# TEXT EXTRACT:
-- Start --
Subject: Re: ext4 dbench performance with CONFIG_PREEMPT_RT

On Apr 7, 2010, at 11:46 PM, [email protected] wrote:

> On Wed, Apr 07, 2010 at 04:21:18PM -0700, john stultz wrote:
>> Further using lockstat I was able to isolate it the contention down to
>> the journal j_state_lock, and then adding some lock owner tracking, I
>> was able to see that the lock owners were almost always in
>> start_this_handle, and jbd2_journal_stop when we saw contention (with
>> the freq breakdown being about 55% in jbd2_journal_stop and 45% in
>> start_this_handle).
>
> Hmm.... I've taken a very close look at jbd2_journal_stop(), and I
> don't think we need to take j_state_lock() at all except if we need to
> call jbd2_log_start_commit(). t_outstanding_credits,
> h_buffer_credits, and t_updates are all documented (and verified by
> me) to be protected by the t_handle_lock spinlock.

BTW, it might be possible to remove the need to take t_handle_lock by converting t_outstanding_credits and t_updates to be atomic_t's, but that might have other performance impacts for other cases. This patch shouldn't cause any performance regressions because we're just removing code. As I said, I'm pretty sure it's safe but it could use more review and I should look at it again with fresh eyes, but in the meantime, it would be great if you could let us know what sort of results you get with this patch.

- Ted

2010-04-08 20:42:04

by john stultz

[permalink] [raw]

Subject: Re: ext4 dbench performance with CONFIG_PREEMPT_RT

2010-04-08 21:11:21

by Theodore Ts'o

[permalink] [raw]

Subject: Re: ext4 dbench performance with CONFIG_PREEMPT_RT

On Thu, Apr 08, 2010 at 01:41:57PM -0700, john stultz wrote:
>
> I'll continue to play with your patch and see if I can con some some
> folks with more interesting storage setups to do some testing as well.

You might want to ask djwong to play with it with his nice big
machine. (We don't need a big file system, but we want as many CPU's
as possible, and to use his "mailserver" workload to really stress the
journal. I'd recommend using barrier=0 for additional journal
lock-level stress testing, and then try some forced sysrq-b reboots
and then make sure that the filesystem is consistent after the journal
replay.)

I've since done basic two-CPU testing using xfstests under KVM, but
that's really not going to test any locking issues.

> Any thoughts for ways to rework the state_lock in start_this_handle?
> (Now that its at the top of the contention logs? :)
-- End --
# DATA TO USE:
-- Start --
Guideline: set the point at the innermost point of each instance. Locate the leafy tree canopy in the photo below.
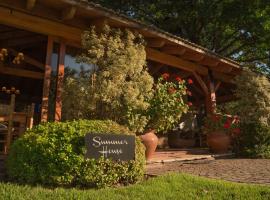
(233, 28)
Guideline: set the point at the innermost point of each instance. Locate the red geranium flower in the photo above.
(177, 78)
(190, 81)
(226, 125)
(171, 90)
(189, 93)
(165, 76)
(236, 131)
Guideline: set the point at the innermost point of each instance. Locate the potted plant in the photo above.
(220, 130)
(166, 107)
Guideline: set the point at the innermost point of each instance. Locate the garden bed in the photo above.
(174, 186)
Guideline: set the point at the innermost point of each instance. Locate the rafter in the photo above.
-- End --
# PROBLEMS AND TASKS:
1 – Collect every line of the records that contains the word "each", treating uppercase and lowercase letters as different.
2 – Extend the ext4 journal-locking thread, starting right after its final line.

# ANSWERS IN ORDER:
1 –
Guideline: set the point at the innermost point of each instance. Locate the leafy tree canopy in the photo below.
Guideline: set the point at the innermost point of each instance. Locate the red geranium flower in the photo above.
Guideline: set the point at the innermost point of each instance. Locate the potted plant in the photo above.
Guideline: set the point at the innermost point of each instance. Locate the garden bed in the photo above.
Guideline: set the point at the innermost point of each instance. Locate the rafter in the photo above.

2 –
That's going to be much harder. We're going to have to take
j_state_lock at some point inside start_this_handle. We might be able
to decrease the amount of code which is run while the spinlock is
taken, but I very much doubt it's possible to eliminate that spinlock
entirely.

Do you have detailed lockstat information showing the hold-time and
wait-time of j_lock_stat (especially in start_this_handle)?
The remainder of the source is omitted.